- [Complete the following]
A. Answer these questions using the passage on living with bipolar disorder.
(i) When did the writer spend time reading stories of people diagnosed with bipolar disorder?
(ii) What does the writer now do when describing the journey, where once there were tears?
(iii) If granted a wish, what would the writer hope for?
B. Carry on the passage on living with bipolar disorder, starting after its final sentence.

--- Document section Enclosed Below ---

Doesn’t everyone have a desire to be understood?
I have always thought a good connection with someone meant she really understood where I was coming from. Then, bipolar disorder came into my life and all bets were off. It’s hard enough for those of us who suffer from bipolar to understand our illness let alone other people who have no experience or knowledge about mental illness.
But if I had a wish I would hope for more people to embrace people with mental illness and attempt to understand some of the challenges we face.
Over the holidays I spent some time reading stories of people who have been diagnosed with bipolar disorder. Each story was unique to the individual but there were many common themes. I found myself shaking my head because I truly understood what the individuals were talking about. I hadn’t been in their shoes, but mine were a similar type.
You probably know the story well. The struggle to find out what is wrong with you sometimes taking years to finally get a proper diagnosis. The unwanted and yet necessary hospitalizations trying to get stabilized and then counting up the casualties caused by erratic behavior from unstable mind. The trials and failures of multiple medication regimens and the subsequent fall out from the all too often minimized medication side effects. And have I mentioned all the while your struggling your supposed to find a way to live your life. Be the mother, father, sister, brother, partner, employee that you have always been without disclosing anything is wrong.
I think for years I used to cry when describing the journey. Now, I kind of chuckle with how ridiculous it is to expect ourselves to put on a front that nothing is wrong, when it seems like your whole world is falling apart. Often times because it is.

--- End of Enclosed Document section ---
--- Data extract Enclosed Below ---

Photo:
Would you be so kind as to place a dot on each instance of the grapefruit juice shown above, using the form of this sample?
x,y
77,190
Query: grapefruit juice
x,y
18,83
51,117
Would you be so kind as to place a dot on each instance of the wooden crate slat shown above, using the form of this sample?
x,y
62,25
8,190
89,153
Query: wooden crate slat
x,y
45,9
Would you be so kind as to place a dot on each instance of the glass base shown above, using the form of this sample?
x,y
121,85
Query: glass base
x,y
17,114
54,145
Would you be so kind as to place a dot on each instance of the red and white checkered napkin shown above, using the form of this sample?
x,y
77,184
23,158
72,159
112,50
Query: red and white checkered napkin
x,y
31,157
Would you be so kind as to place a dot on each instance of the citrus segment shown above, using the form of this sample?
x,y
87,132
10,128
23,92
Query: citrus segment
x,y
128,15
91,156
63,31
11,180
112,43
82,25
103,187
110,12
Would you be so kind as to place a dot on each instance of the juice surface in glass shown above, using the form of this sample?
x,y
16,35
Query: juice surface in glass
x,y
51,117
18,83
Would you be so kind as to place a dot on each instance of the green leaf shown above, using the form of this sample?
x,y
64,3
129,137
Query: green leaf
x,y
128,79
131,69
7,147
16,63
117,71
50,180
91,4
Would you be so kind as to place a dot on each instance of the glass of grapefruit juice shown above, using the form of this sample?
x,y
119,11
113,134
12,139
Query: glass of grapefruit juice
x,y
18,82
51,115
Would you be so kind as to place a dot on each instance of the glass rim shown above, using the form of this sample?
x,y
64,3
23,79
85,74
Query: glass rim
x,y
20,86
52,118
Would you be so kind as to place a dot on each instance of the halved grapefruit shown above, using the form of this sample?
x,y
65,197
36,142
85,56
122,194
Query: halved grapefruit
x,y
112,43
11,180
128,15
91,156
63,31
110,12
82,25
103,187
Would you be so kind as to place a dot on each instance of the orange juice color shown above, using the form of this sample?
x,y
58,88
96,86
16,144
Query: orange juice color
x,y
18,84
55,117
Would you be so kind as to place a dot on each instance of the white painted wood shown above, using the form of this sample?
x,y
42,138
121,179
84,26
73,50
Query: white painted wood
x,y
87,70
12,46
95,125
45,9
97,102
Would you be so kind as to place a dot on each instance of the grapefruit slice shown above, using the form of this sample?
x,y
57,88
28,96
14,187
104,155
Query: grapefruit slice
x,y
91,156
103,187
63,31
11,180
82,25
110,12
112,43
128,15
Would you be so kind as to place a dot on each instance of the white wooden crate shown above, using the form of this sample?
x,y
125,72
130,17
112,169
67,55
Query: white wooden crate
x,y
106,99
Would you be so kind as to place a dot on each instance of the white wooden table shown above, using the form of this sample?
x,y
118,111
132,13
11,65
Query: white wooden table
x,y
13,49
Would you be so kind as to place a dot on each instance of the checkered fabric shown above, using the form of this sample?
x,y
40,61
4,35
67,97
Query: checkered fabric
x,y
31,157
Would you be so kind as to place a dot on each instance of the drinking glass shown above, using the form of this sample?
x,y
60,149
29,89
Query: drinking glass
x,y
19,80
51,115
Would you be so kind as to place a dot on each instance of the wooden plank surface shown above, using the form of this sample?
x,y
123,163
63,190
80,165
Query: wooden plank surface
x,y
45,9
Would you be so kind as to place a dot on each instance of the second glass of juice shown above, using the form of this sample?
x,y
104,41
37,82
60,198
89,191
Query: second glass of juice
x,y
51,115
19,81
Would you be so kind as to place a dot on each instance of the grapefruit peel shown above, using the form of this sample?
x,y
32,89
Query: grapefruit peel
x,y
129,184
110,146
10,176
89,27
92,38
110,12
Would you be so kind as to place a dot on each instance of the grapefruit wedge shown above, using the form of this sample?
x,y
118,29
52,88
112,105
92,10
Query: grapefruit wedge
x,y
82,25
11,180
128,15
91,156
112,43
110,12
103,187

--- End of Enclosed Data extract ---

- [Task-by-task answers]
A.
(i) Over the holidays.
(ii) The writer kind of chuckles at how ridiculous it is to expect ourselves to put on a front that nothing is wrong.
(iii) For more people to embrace people with mental illness and attempt to understand some of the challenges they face.

B.
But how strong we must be to overcome and persevere the hand we have been dealt. I don’t claim to have handled my illness in a perfect way, but I handled it the best way I knew how. If I was more informed, had access to better treatment providers, had people in my inner circle who could talk to me and reach me with good solid advice, and the “ifs” can go on and on.
The reality is many of us who have bipolar disorder struggle and then we fight to get our lives back on track. We continue to reach out and search for information, education and resources and hope for the best. We must learn to live in the present and take one-day-at-a-time.
In the meantime, most of us would like others outside of the mental health world to understand our illness. I don’t expect people to know as much about it as I do, I just want them to know enough to offer compassion and support. I want them to read stories like I did, and realize the path is a tough one and I’m not to be blamed for what happened to me. I didn’t choose freely to struggle with a serious mental illness, it just happened to me.
It’s part of our human condition to desire others understand us. We all have issues, challenges and problems these things just get more magnified and complex when living with bipolar disorder.
I know you can’t make people understand you, but you can hope for others at the very least to have some compassion, and pray one day they’ll gain the knowledge to understand.